# Problem to solve:
Starting at the line below holding "243L296 241L293 235L291" and stopping at the line holding "box: [115, 139, 289, 450]", print every line exactly, both ends included, and leave the rest out.

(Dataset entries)
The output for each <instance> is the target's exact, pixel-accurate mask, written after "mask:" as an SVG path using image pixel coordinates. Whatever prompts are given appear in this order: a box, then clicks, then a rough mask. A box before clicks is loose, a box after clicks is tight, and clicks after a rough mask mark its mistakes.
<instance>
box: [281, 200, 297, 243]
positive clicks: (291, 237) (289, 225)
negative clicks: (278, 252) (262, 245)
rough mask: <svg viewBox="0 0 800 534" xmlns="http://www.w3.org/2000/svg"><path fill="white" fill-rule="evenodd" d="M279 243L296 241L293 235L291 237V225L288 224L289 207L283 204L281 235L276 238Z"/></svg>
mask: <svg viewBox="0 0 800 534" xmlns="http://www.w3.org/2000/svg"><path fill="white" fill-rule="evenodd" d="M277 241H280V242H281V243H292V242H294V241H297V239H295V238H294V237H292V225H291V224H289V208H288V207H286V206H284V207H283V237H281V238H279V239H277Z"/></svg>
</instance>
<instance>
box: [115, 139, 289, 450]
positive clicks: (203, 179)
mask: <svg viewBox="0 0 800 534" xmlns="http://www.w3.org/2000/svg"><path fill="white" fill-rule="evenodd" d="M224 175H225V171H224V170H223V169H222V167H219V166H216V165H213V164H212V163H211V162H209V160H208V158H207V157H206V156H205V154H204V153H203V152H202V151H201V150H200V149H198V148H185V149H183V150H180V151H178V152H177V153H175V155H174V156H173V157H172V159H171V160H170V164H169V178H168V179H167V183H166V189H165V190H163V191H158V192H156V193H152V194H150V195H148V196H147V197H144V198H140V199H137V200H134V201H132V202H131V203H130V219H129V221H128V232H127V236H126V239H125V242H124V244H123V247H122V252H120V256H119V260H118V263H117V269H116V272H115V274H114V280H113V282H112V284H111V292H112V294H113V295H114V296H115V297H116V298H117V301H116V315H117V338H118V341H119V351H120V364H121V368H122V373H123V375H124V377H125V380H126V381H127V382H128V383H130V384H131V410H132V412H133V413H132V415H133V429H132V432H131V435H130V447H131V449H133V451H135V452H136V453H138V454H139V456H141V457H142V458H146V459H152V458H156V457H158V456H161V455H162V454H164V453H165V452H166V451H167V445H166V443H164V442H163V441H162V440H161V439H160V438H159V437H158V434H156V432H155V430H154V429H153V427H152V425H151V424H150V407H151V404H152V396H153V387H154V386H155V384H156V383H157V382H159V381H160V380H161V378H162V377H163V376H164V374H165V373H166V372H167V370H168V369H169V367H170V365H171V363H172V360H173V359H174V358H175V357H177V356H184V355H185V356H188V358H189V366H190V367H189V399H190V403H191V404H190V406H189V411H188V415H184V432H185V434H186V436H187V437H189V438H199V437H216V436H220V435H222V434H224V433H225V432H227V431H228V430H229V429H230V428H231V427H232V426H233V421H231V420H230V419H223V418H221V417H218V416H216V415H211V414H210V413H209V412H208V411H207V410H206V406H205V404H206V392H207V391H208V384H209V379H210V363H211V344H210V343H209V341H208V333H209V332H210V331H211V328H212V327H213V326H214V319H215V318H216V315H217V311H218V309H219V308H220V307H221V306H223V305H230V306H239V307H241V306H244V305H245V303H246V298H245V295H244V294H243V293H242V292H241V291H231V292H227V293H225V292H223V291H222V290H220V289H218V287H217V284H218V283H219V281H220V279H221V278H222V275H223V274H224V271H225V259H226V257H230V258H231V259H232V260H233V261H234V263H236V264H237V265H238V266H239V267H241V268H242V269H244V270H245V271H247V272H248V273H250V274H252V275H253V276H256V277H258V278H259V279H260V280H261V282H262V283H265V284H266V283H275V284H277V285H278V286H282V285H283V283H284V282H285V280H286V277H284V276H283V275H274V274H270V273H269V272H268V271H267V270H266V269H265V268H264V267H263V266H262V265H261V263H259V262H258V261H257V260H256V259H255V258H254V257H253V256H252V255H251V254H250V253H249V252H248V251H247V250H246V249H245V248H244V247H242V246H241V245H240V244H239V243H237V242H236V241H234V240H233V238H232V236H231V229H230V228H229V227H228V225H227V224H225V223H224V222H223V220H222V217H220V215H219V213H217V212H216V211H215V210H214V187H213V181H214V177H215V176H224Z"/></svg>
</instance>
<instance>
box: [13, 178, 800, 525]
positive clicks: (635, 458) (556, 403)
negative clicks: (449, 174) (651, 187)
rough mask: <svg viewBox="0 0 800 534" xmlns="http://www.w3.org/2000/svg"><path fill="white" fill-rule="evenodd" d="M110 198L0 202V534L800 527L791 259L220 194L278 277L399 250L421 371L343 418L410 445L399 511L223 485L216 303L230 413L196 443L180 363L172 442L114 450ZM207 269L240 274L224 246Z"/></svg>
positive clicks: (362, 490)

# Exercise solution:
rough mask: <svg viewBox="0 0 800 534" xmlns="http://www.w3.org/2000/svg"><path fill="white" fill-rule="evenodd" d="M279 243L296 241L293 235L291 237V225L288 224L289 207L283 204L281 235L276 238Z"/></svg>
mask: <svg viewBox="0 0 800 534" xmlns="http://www.w3.org/2000/svg"><path fill="white" fill-rule="evenodd" d="M277 241H280V242H281V243H292V242H294V241H297V239H295V238H294V237H292V225H291V224H289V208H288V207H286V206H284V207H283V237H281V238H279V239H277Z"/></svg>
</instance>
<instance>
box: [115, 139, 289, 450]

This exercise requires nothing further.